## Task objective:
Could you repeat the records below exactly, leaving out any pictures?

(Stored data entries)
◆ ◆ ◆ ◆ ◆

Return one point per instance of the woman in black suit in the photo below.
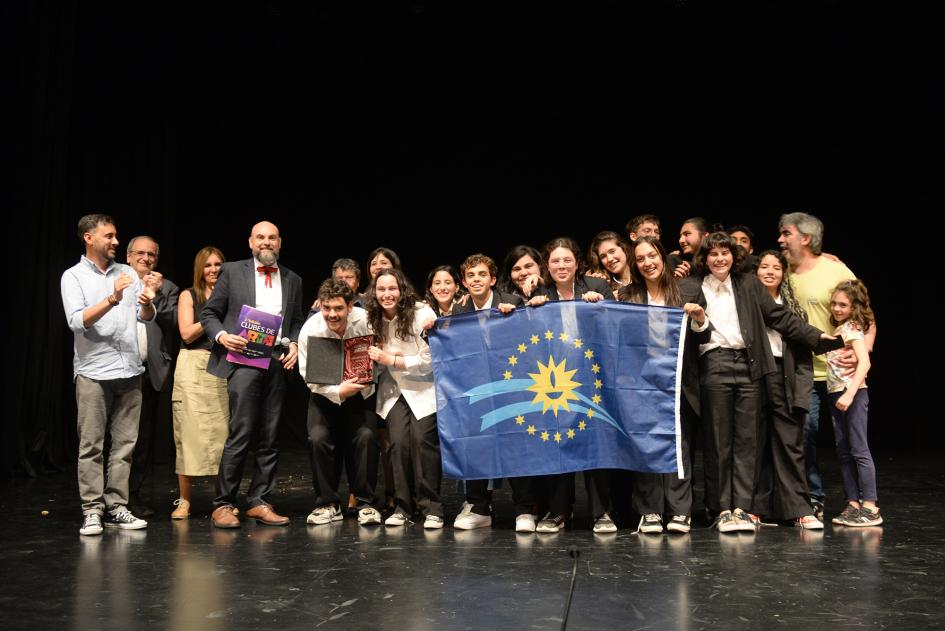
(659, 494)
(564, 280)
(733, 366)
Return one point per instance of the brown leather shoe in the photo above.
(225, 517)
(265, 515)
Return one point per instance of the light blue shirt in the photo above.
(109, 348)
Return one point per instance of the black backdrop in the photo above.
(442, 128)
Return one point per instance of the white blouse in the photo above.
(415, 380)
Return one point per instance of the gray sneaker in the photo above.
(91, 524)
(122, 518)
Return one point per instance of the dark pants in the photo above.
(856, 461)
(415, 458)
(154, 429)
(731, 409)
(479, 495)
(343, 432)
(781, 486)
(255, 408)
(597, 485)
(666, 493)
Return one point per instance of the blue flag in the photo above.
(567, 386)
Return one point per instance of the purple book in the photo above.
(260, 330)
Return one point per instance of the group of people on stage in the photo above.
(774, 337)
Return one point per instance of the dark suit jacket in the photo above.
(581, 287)
(757, 310)
(236, 287)
(163, 336)
(497, 298)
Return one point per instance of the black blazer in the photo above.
(236, 287)
(163, 336)
(497, 298)
(756, 311)
(581, 286)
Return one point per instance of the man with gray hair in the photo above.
(158, 343)
(103, 301)
(813, 277)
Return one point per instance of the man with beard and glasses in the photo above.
(104, 301)
(255, 394)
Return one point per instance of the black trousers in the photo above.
(415, 458)
(343, 432)
(731, 409)
(596, 483)
(781, 485)
(479, 495)
(255, 409)
(666, 493)
(154, 430)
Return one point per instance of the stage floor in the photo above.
(188, 575)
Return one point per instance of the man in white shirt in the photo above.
(342, 422)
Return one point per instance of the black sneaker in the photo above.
(122, 518)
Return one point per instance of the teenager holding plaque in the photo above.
(341, 417)
(255, 394)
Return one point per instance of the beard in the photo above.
(267, 257)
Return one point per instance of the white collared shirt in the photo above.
(415, 380)
(269, 299)
(721, 310)
(316, 326)
(488, 304)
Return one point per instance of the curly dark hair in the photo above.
(405, 306)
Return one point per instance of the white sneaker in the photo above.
(604, 525)
(91, 524)
(651, 523)
(525, 522)
(398, 518)
(433, 522)
(122, 518)
(467, 520)
(324, 515)
(368, 516)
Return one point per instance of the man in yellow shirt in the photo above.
(813, 278)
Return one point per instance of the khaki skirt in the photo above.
(201, 414)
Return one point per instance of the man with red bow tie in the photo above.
(255, 395)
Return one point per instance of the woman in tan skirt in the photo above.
(200, 403)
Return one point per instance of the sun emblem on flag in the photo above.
(551, 385)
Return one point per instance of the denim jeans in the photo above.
(818, 397)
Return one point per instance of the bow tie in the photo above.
(268, 271)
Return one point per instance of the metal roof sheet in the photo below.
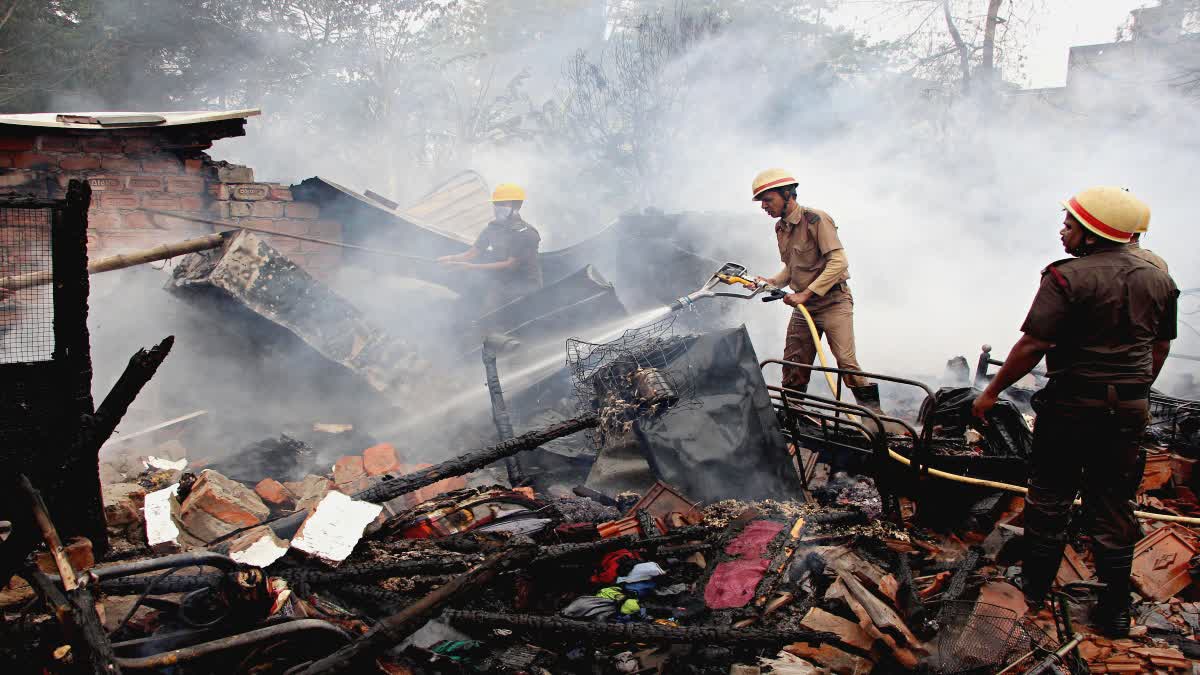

◆ ◆ ◆ ◆ ◆

## Exercise answer:
Return one point per instance of the woman in black suit in the photo below.
(659, 494)
(564, 280)
(733, 366)
Return one point per instance of the brown leather shoe in the photo above.
(225, 517)
(265, 515)
Return one point per instance of the light blue shirt in the photo above.
(109, 348)
Return one point per instance of the black backdrop in the photo above.
(442, 128)
Return one point per instance of the white blouse in the photo above.
(415, 380)
Return one point per instance of the gray sneaker in the photo above.
(91, 524)
(122, 518)
Return one point per instance of the dark pants in the photo above.
(856, 461)
(415, 458)
(154, 429)
(731, 409)
(479, 495)
(343, 432)
(781, 486)
(255, 408)
(597, 485)
(666, 493)
Return one point per instance of the blue flag in the photo above.
(567, 386)
Return one point per instance of the purple book in the photo above.
(260, 330)
Return one point per instance of the group of people on stage in the photo above.
(774, 337)
Return one point per instance of the dark suit jacket in the photo above.
(581, 287)
(757, 310)
(236, 287)
(163, 336)
(497, 298)
Return one point per instance of the black blazer in the photo above.
(236, 287)
(163, 336)
(497, 298)
(756, 311)
(581, 286)
Return one point per instance of the man with gray hair in the photo above.
(158, 343)
(103, 301)
(813, 277)
Return one point per instance of the man with beard and glasses in the photo above.
(104, 301)
(255, 394)
Return one point per instance of the black trousers in the photo above.
(415, 458)
(343, 432)
(731, 409)
(596, 483)
(781, 485)
(479, 495)
(255, 409)
(666, 493)
(154, 430)
Return one point per instance of the stage floor in the photo above.
(188, 575)
Return one point per instance of the man in white shirt in the photo above.
(342, 422)
Return one point per instance of the black sneaker in the photo above.
(122, 518)
Return one point per instance of the teenager holding plaque in the photo above.
(341, 417)
(255, 394)
Return one point per instance of the beard in the photo above.
(267, 257)
Return one point per instance of the white collared shirt in the photo above.
(415, 380)
(269, 299)
(721, 310)
(316, 326)
(488, 304)
Return one point per instance of the curly dark hair in the photo above.
(405, 306)
Return one point per instance of the white sneaker in the photo above.
(604, 525)
(91, 524)
(651, 523)
(525, 522)
(398, 518)
(433, 522)
(122, 518)
(467, 520)
(324, 515)
(368, 516)
Return one point per instance of the man in yellow shirt in the photo above.
(813, 278)
Return one point per instance of the khaki skirt in the photo above.
(201, 414)
Return one point per instance of the man with red bow tie in the photo above.
(255, 395)
Return one point per instance of the woman in tan skirt in the photo above.
(200, 403)
Return one point per instance of the sun emblem on flag in the photo above.
(551, 385)
Return one point per instance of the denim jeans in the photo above.
(818, 397)
Return one point per instance of the bow tie in the photo above.
(268, 271)
Return one point per instance of the metal roof sheet in the photo below.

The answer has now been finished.